-- START --

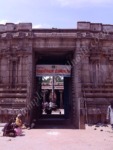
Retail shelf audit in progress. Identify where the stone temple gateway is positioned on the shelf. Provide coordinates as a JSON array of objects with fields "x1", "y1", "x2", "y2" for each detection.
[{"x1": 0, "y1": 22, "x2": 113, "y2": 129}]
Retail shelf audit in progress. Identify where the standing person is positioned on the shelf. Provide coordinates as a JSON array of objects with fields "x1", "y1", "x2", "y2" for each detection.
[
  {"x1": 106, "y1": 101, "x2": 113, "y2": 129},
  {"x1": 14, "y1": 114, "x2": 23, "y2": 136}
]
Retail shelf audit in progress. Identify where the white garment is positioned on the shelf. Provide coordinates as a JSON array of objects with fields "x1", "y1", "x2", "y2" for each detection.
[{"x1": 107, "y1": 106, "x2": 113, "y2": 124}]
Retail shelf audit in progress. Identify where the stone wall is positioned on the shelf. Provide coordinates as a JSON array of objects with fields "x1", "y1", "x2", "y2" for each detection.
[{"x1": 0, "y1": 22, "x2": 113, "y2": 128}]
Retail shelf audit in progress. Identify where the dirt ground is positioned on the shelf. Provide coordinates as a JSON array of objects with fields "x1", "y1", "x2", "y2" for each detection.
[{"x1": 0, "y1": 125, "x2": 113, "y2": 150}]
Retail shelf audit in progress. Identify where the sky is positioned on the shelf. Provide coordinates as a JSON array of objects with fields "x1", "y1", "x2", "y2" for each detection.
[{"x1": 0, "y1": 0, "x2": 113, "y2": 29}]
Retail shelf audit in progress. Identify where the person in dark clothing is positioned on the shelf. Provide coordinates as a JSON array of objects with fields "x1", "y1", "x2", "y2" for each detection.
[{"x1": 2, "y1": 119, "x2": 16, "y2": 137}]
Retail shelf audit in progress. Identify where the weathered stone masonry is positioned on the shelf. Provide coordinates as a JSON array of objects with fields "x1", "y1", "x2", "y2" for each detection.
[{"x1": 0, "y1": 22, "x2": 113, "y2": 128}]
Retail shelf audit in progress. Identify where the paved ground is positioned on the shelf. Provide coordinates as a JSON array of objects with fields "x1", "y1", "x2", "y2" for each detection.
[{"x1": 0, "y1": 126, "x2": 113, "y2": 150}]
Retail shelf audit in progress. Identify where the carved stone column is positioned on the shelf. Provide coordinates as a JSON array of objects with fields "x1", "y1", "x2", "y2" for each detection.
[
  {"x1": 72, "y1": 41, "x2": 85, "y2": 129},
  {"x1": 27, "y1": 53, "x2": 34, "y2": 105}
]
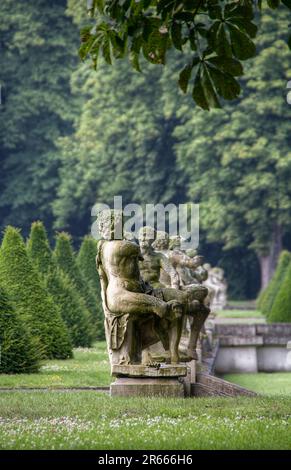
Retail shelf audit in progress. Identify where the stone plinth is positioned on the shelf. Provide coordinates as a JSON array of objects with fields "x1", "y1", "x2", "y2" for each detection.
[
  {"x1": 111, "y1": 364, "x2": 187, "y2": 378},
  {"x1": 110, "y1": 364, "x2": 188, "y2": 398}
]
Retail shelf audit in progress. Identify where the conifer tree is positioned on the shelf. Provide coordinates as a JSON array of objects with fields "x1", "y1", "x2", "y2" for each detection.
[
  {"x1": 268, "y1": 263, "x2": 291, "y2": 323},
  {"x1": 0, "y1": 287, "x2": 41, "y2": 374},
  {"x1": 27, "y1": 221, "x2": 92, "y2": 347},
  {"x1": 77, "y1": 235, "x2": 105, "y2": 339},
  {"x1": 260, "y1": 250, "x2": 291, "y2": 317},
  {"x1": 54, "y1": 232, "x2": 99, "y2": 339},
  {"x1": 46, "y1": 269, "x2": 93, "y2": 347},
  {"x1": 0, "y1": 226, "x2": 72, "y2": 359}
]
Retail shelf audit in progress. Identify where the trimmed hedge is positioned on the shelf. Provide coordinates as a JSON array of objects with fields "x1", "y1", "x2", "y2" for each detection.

-- END --

Scale the data above, starting at the line that contains "Retail shelf audit in progress. Identify where the carved" and ending at the last line of the data. Write those lines out again, requests included, with every bounding-box coordinate in the answers multiplied by 1.4 and rounded to a whole number (halves round up), and leave the pictures out.

PROBLEM SOLUTION =>
Retail shelf audit in progress. Identify where the carved stone column is positioned on the shelf. Provide coordinates as a JSON array of objects with fields "x1", "y1", "x2", "y2" for each detection.
[
  {"x1": 101, "y1": 57, "x2": 119, "y2": 181},
  {"x1": 38, "y1": 74, "x2": 48, "y2": 147}
]
Retail shelf audit in progress. Identify where the stone plinth is positioned on the shelf. Provide coordinates as a JSON array of objects with fields "x1", "y1", "x2", "y2" for each detection.
[
  {"x1": 155, "y1": 510, "x2": 262, "y2": 529},
  {"x1": 154, "y1": 510, "x2": 263, "y2": 557}
]
Retail shelf audit in progress. Identify where the conifer tree is positioned on the shelf. Provide coordinates as a JSON array of objects with fields "x1", "y1", "x2", "y2" for each detection.
[
  {"x1": 375, "y1": 368, "x2": 407, "y2": 452},
  {"x1": 0, "y1": 402, "x2": 57, "y2": 524},
  {"x1": 38, "y1": 309, "x2": 129, "y2": 486},
  {"x1": 108, "y1": 329, "x2": 147, "y2": 475},
  {"x1": 364, "y1": 350, "x2": 407, "y2": 444},
  {"x1": 76, "y1": 325, "x2": 139, "y2": 475},
  {"x1": 64, "y1": 377, "x2": 130, "y2": 486},
  {"x1": 0, "y1": 316, "x2": 101, "y2": 503}
]
Retail shelf audit in progress. Identify where the trimmed hedge is positioned on the shelf. Provide coordinates as a JSON array of objects with fields "x1", "y1", "x2", "y2" for each detection.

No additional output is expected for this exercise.